# Article
- - -

Retrouvez toutes les photos d’Evelyne Balliner sur http://eveball.over-blog.com/

Etape 4 : Clarksdale

Clarksdale, siège du comté de Coahoma (Mississippi), fut fondée par John Clark en 1848. Clarksdale a été une véritable pépinière de musiciens ; c'est en effet la ville natale de Nate Dogg, Junior Parker, Bukka White, Son House, John Lee Hooker, Earl Hooker, Jackie Brenston, Ike Turner, Eddie Boyd, Sam Cooke, Willie Brown et Johnny B. Moore. Muddy Waters a vécu à Clarksdale jusqu'en 1943. Parmi les musiciens les plus actifs sur Clarksdale, il y a eu Charley Patton, Big Jack Johnson, John Weston, Sam Carr, James Johnson, Robert Walker. La légende raconte que c'est là que Robert Johnson aurait vendu son âme au diable. La ville est considérée comme une des villes clé du Delta Blues. On y trouve le Delta Blues Museum. C’est aussi à Clarksdale qu’apparaissent les premiers « markers » de la Mississippi Blues Trail.

Il nous faudra deux bonnes heures de route depuis Memphis sur la Highway 61 pour l’atteindre. C’est la route qui traversait les champs de coton. En cours de trajet, quelques arrêts. Un premier d’abord pour visiter la tombe de Memphis Minnie, chanteuse et guitariste de blues. Mariée avec Jo Mac Coyle, ils formeront un duo de guitaristes. Ils font ensemble leur premier enregistrement en 1929 et, forts du succès de leurs premiers disques, partent à Chicago en 1931. Le style qu'impose le duo préfigure le Chicago Blues. Ils divorcent en 1934, et Memphis Minnie s'affirme seule, accompagnée par un pianiste et un contrebassiste. En 1938, un second guitariste, Ernest Lawlars, est son concubin.

- - -

(Enregistrements extraits)
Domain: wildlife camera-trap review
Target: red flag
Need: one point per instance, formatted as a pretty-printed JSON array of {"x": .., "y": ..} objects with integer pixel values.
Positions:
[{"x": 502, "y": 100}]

- - -

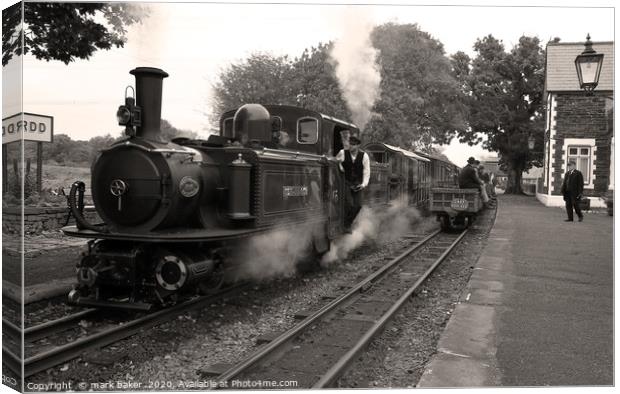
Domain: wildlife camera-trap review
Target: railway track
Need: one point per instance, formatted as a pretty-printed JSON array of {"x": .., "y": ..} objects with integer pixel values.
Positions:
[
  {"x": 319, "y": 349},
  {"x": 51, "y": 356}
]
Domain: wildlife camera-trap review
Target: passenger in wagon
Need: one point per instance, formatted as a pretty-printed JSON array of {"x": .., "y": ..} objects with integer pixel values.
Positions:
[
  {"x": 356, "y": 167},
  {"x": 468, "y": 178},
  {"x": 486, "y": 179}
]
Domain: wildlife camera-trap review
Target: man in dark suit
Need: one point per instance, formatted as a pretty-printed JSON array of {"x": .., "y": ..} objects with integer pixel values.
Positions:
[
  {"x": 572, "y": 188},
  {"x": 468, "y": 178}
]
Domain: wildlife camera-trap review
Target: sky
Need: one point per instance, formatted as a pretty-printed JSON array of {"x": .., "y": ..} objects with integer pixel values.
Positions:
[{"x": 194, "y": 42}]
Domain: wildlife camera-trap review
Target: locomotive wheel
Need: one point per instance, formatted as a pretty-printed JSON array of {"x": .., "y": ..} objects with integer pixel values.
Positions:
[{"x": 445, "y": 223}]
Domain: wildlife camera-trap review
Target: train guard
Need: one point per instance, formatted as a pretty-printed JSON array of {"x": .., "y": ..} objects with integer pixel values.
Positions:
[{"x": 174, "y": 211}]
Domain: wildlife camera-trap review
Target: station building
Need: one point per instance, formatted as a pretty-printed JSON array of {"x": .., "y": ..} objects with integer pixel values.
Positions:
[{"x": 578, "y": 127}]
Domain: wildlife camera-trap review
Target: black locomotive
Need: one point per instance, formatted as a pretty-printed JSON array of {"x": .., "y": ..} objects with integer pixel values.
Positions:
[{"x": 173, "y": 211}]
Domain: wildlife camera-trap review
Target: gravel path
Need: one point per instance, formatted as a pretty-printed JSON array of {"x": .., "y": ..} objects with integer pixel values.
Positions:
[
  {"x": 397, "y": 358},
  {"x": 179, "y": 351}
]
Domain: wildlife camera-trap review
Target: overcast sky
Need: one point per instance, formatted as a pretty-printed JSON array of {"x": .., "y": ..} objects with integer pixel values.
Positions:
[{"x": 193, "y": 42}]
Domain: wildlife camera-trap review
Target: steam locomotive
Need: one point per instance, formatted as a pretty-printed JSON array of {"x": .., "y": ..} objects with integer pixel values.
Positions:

- - -

Expliquez, d'après l'article, pourquoi Memphis Minnie et Jo Mac Coyle partent à Chicago en 1931.

Ils partent à Chicago forts du succès de leurs premiers disques. Ils avaient fait ensemble leur premier enregistrement en 1929.